Activités ->
a: Relevez tous les cours d'eau nommés dans le texte sur le saumon de la Loire, en ne citant qu'une fois ceux qui reviennent.
b: Poursuivez le texte sur le saumon de la Loire après sa dernière phrase.

Extrait du texte ->
En vingt ans, les retours annuels ont sérieusement augmenté, avec 700 poissons en moyenne. Un premier succès, insuffisant, mais qui a redonné espoir à tous ceux qui veillent sur l’avenir de ce voyageur incomparable, nageant sur 12 000 kilomètres entre la Loire et l’océan Atlantique durant son cycle de migration.
La plus grande salmoniculture d’Europe
Avec le plan Loire, l’Etat s’était donné les moyens de réussir. En 1998, il avait effacé plusieurs barrages inutiles sur la Loire, la Vienne, l’Allier. Il avait aussi suspendu toute forme de pêche et édifié la plus grande salmoniculture d’Europe sur les bords de la Desges, à Chanteuges, en Haute-Loire. Cet outil remarquable, devenu en 2007 le Conservatoire national du saumon sauvage, produit des juvéniles de saumons à partir de la souche du bassin de la Loire. Il en exporte aussi sur le Rhin, la Meuse, où des programmes de réintroduction ont débuté. Il joue un rôle capital pour aider à reconstituer une population viable, le temps que la restauration des habitats s’amplifie.

Entrées enregistrées:
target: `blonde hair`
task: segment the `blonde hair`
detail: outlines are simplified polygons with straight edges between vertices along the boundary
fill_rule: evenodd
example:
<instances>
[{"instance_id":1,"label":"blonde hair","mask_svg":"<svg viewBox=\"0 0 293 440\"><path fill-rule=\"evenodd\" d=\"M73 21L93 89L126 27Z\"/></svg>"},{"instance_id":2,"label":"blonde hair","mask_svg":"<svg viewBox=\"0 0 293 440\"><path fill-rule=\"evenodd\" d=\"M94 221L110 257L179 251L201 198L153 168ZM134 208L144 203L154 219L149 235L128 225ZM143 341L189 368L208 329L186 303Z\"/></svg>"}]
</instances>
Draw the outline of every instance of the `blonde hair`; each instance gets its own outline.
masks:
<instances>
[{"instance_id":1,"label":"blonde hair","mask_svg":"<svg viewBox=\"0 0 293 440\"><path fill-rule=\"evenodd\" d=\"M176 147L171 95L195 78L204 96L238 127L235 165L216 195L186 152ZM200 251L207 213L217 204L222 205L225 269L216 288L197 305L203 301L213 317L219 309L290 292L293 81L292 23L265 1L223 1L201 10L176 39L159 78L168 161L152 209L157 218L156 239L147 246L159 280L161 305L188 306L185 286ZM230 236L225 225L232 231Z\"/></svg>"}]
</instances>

Réponses par tâche ->
a: Loire, Vienne, Allier, Desges, Rhin, Meuse

b:
Et elle avance : en 2010, dans le cadre du Grenelle de l’environnement, l’Etat, audacieux, a décidé d’abaisser d’une douzaine de mètres le grand barrage de Poutès. Ce grand barrage EDF, construit au cœur des meilleurs habitats et sites de reproduction du haut Allier, avait une responsabilité directe dans l’effondrement de la population. En 2021, il deviendra transparent pour le saumon.
Ces actions exemplaires
Bref, le plan Loire portait une ambition rare, dans un pays qui a encore du mal à construire de grandes politiques de restauration de sa biodiversité. Et toutes ces actions exemplaires avaient redonné de l’espoir aux scientifiques, pêcheurs, naturalistes, élus, entreprises qui se battaient depuis des décennies pour que cet animal magnifique ne rejoigne pas la longue liste des espèces disparues.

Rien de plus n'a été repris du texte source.